DIRECTIONS
Transcribe the line with "point: striped shirt" and all the lines that follow it in the material below, exactly as they stand.
------ TASK INPUT
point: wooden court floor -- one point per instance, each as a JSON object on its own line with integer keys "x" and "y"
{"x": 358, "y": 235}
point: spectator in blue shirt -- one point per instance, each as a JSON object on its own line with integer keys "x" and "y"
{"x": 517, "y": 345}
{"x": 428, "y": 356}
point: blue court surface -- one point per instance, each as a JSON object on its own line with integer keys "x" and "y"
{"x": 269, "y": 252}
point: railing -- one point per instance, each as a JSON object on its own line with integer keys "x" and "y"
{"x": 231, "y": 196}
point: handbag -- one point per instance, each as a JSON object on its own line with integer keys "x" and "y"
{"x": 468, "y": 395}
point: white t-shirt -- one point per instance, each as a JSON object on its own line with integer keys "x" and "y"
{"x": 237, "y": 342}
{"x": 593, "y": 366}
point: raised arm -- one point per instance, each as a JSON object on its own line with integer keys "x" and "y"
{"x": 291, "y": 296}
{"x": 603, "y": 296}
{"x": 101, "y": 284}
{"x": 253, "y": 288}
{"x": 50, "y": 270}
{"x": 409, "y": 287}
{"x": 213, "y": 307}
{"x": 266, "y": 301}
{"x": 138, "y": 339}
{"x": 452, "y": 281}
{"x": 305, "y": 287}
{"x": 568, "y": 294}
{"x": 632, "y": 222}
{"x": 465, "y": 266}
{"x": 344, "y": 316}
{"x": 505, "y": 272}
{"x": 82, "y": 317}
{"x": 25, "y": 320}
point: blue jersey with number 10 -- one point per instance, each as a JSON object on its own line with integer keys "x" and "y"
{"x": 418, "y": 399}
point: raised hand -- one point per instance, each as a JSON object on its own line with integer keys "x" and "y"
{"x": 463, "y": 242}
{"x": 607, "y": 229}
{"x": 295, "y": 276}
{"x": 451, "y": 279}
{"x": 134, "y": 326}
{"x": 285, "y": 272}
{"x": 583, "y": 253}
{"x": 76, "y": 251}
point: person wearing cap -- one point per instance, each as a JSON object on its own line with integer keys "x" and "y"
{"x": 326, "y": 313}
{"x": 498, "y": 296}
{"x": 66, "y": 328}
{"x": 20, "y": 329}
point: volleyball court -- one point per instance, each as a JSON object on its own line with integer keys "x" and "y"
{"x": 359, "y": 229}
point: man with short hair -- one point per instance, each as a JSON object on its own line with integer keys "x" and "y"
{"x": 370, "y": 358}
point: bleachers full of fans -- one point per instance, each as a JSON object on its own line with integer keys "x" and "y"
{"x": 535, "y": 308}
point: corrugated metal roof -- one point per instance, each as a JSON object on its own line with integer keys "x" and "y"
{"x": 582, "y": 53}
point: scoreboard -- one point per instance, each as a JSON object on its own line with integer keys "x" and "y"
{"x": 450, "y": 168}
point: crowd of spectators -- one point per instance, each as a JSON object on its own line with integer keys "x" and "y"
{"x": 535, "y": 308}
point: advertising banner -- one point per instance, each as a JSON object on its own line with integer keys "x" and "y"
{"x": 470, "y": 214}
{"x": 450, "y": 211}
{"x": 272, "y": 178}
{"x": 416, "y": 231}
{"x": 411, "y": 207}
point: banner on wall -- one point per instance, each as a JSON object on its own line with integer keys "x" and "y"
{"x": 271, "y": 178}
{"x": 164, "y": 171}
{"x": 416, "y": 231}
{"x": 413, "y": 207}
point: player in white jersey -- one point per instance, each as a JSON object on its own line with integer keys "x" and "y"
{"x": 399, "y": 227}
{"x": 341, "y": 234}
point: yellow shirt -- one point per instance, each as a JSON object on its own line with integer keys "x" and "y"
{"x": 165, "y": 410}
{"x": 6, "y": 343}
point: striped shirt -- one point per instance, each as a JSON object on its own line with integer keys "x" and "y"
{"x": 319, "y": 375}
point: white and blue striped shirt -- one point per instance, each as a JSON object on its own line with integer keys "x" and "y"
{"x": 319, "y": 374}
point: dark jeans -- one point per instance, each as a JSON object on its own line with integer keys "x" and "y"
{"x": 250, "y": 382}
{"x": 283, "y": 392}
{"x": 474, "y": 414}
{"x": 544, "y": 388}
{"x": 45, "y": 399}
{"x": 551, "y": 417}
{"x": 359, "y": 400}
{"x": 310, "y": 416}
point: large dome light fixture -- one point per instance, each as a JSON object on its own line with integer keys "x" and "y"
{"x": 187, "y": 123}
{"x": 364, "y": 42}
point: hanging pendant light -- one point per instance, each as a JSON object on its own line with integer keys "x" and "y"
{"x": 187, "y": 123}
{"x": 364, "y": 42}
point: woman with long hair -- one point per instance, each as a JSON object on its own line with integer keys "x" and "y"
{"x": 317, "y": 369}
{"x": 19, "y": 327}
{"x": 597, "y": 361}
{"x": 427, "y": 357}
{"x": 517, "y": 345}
------------
YOUR SOLUTION
point: striped shirt -- one point per instance, each as a JSON object on its own line with integer keys "x" and "y"
{"x": 319, "y": 375}
point: white and blue striped shirt -- one point per instance, each as a JSON object on its own line with integer keys "x" and "y"
{"x": 319, "y": 374}
point: dark jeans -- one point per instance, each as a JSON object on its own line with integer keys "x" and "y"
{"x": 250, "y": 382}
{"x": 283, "y": 392}
{"x": 474, "y": 414}
{"x": 544, "y": 388}
{"x": 45, "y": 399}
{"x": 551, "y": 417}
{"x": 359, "y": 400}
{"x": 310, "y": 416}
point: large dome light fixture -- one point per instance, each as a JSON object on its own line with integer keys "x" and "y"
{"x": 187, "y": 123}
{"x": 364, "y": 42}
point: hanging pendant light -- one point per instance, each as a JSON object on its own line with integer keys "x" and "y"
{"x": 187, "y": 123}
{"x": 364, "y": 42}
point: woman with long hair -- one point per instance, each as a JSON object on its own line with integer keys "x" and "y"
{"x": 317, "y": 369}
{"x": 19, "y": 327}
{"x": 597, "y": 361}
{"x": 427, "y": 357}
{"x": 517, "y": 345}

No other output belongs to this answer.